*What to work on*: Where does the word "wooden" show up in the data? Please find each such line and copy it.

*Information supplied*:
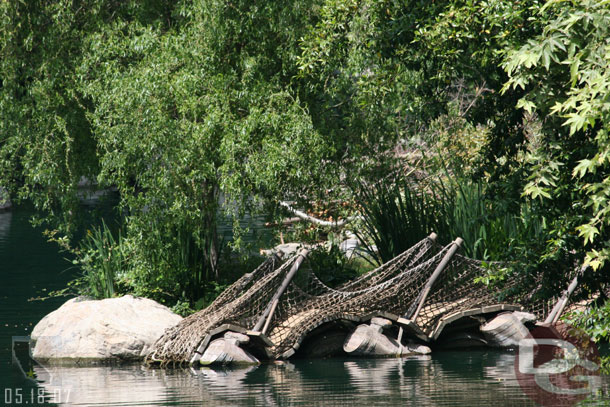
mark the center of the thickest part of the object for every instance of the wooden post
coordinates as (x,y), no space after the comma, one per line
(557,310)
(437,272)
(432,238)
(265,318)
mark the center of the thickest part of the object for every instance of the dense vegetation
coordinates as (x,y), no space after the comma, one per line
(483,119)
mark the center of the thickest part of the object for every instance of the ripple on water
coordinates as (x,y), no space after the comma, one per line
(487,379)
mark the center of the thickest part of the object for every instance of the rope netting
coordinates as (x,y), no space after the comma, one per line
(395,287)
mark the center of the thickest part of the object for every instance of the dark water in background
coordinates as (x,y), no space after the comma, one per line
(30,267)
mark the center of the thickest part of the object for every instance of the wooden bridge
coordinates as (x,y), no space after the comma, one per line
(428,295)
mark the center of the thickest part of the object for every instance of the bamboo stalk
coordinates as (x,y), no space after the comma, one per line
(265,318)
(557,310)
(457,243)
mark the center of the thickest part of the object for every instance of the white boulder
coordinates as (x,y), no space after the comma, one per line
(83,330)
...
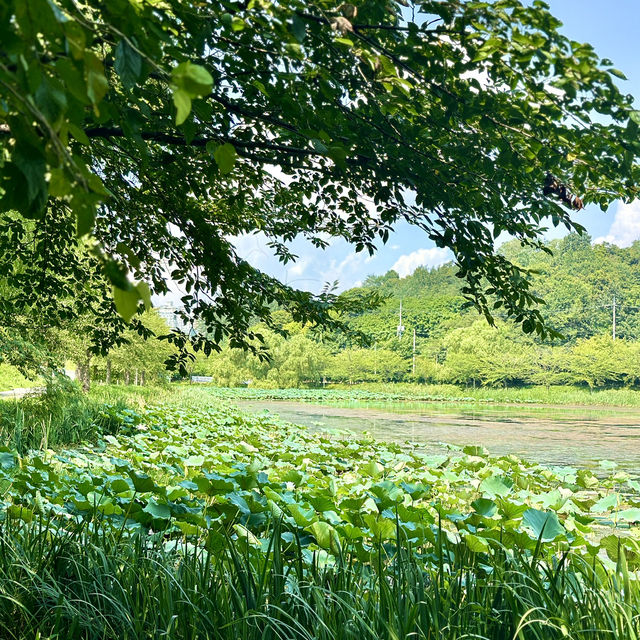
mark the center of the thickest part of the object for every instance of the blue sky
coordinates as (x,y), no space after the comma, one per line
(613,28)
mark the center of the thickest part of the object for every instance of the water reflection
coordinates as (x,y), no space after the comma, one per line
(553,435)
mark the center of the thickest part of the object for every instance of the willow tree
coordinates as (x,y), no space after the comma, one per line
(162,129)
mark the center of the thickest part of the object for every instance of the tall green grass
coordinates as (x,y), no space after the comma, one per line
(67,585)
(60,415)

*Answer to this exercise*:
mark the center of the thickest part of the object for every instance of the wooden post
mark the center of the thickest part of the object for every instance of the wooden bridge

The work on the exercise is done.